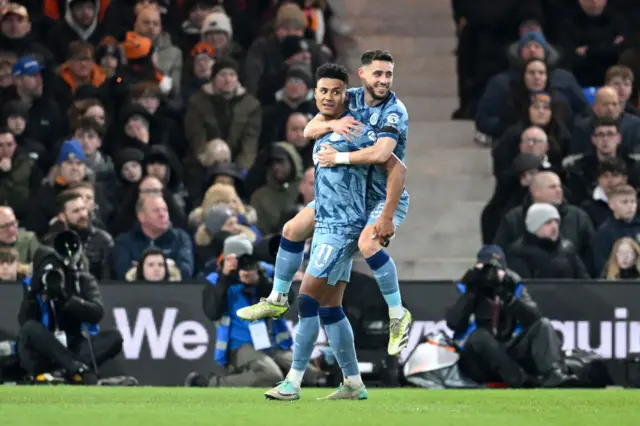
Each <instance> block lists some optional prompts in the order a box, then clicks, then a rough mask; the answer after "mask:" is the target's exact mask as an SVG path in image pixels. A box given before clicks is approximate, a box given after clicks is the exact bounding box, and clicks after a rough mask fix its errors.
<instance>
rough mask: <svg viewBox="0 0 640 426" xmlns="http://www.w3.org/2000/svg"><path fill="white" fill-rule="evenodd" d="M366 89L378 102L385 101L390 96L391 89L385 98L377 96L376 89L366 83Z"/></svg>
mask: <svg viewBox="0 0 640 426" xmlns="http://www.w3.org/2000/svg"><path fill="white" fill-rule="evenodd" d="M364 88H365V89H367V92H369V94H370V95H371V97H372V98H373V99H374V100H376V101H383V100H385V99H386V98H387V96H389V88H387V91H386V92H385V94H384V95H383V96H380V95H377V94H376V92H375V89H374V87H373V86H372V85H370V84H367V83H365V84H364Z"/></svg>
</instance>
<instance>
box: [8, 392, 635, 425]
mask: <svg viewBox="0 0 640 426" xmlns="http://www.w3.org/2000/svg"><path fill="white" fill-rule="evenodd" d="M263 392H264V390H261V389H193V388H144V387H141V388H82V387H71V386H58V387H16V386H4V387H0V417H1V418H2V421H1V423H2V425H7V426H27V425H28V426H32V425H38V426H43V425H61V426H76V425H78V426H80V425H82V426H94V425H95V426H101V425H108V426H146V425H154V426H159V425H170V426H177V425H185V426H198V425H207V426H232V425H255V426H262V425H265V426H266V425H269V426H271V425H282V426H289V425H305V426H316V425H318V426H332V425H349V426H351V425H369V426H375V425H385V426H396V425H402V426H414V425H415V426H421V425H425V426H434V425H452V426H465V425H472V426H481V425H491V426H501V425H515V426H529V425H531V426H533V425H536V426H539V425H540V426H541V425H544V426H549V425H567V426H571V425H575V426H588V425H598V426H604V425H615V426H626V425H629V426H631V425H634V426H638V425H640V392H635V391H627V390H624V391H623V390H554V391H545V390H532V391H514V390H483V391H477V390H466V391H427V390H422V389H372V390H370V393H369V400H367V401H317V400H316V398H318V397H322V396H325V395H327V394H328V392H329V390H328V389H305V390H304V391H303V394H302V399H301V400H299V401H295V402H278V401H267V400H265V398H264V396H263Z"/></svg>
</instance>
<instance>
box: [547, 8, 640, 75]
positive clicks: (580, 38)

→ **WHAT IS EXPECTED**: Before you return the listing exactly, strip out its pictures.

→ **EXERCISE ANSWER**:
Each <instance> block lists some optional prompts in the order a box, then clicks, then a rough mask; the answer after "mask:" is the target's exact mask as an SVG path in image pixels. A box given before clicks is approximate, a box given after clicks is the exact bounding box, and clicks after a rough mask fix its errors.
<instance>
rough mask: <svg viewBox="0 0 640 426" xmlns="http://www.w3.org/2000/svg"><path fill="white" fill-rule="evenodd" d="M366 89L378 102L385 101L390 96L391 89L385 98L377 96L376 89L366 83Z"/></svg>
mask: <svg viewBox="0 0 640 426" xmlns="http://www.w3.org/2000/svg"><path fill="white" fill-rule="evenodd" d="M364 88H365V89H367V92H369V94H370V95H371V97H372V98H373V99H374V100H376V101H383V100H385V99H386V98H387V96H389V88H387V91H386V92H385V94H384V95H383V96H380V95H377V94H376V92H375V89H374V87H373V86H372V85H370V84H367V83H365V84H364Z"/></svg>
</instance>
<instance>
box: [8, 392, 635, 425]
mask: <svg viewBox="0 0 640 426" xmlns="http://www.w3.org/2000/svg"><path fill="white" fill-rule="evenodd" d="M263 392H264V390H261V389H193V388H144V387H141V388H82V387H71V386H58V387H16V386H4V387H0V417H1V418H2V421H1V423H2V425H7V426H27V425H28V426H32V425H38V426H43V425H61V426H76V425H78V426H80V425H82V426H94V425H95V426H101V425H108V426H146V425H154V426H159V425H170V426H177V425H185V426H198V425H207V426H232V425H255V426H262V425H265V426H266V425H269V426H271V425H282V426H289V425H305V426H316V425H318V426H332V425H349V426H351V425H369V426H375V425H385V426H396V425H402V426H414V425H415V426H421V425H425V426H434V425H452V426H465V425H472V426H481V425H491V426H501V425H515V426H529V425H531V426H533V425H536V426H539V425H540V426H541V425H544V426H549V425H567V426H571V425H575V426H588V425H598V426H604V425H615V426H626V425H629V426H631V425H634V426H638V425H640V392H635V391H627V390H624V391H623V390H554V391H545V390H532V391H514V390H483V391H477V390H466V391H427V390H422V389H372V390H370V393H369V400H367V401H317V400H316V398H318V397H322V396H325V395H327V394H328V392H329V390H328V389H305V390H304V391H303V394H302V399H301V400H299V401H295V402H278V401H267V400H265V398H264V396H263Z"/></svg>
</instance>
<instance>
box: [547, 8, 640, 75]
positive clicks: (580, 38)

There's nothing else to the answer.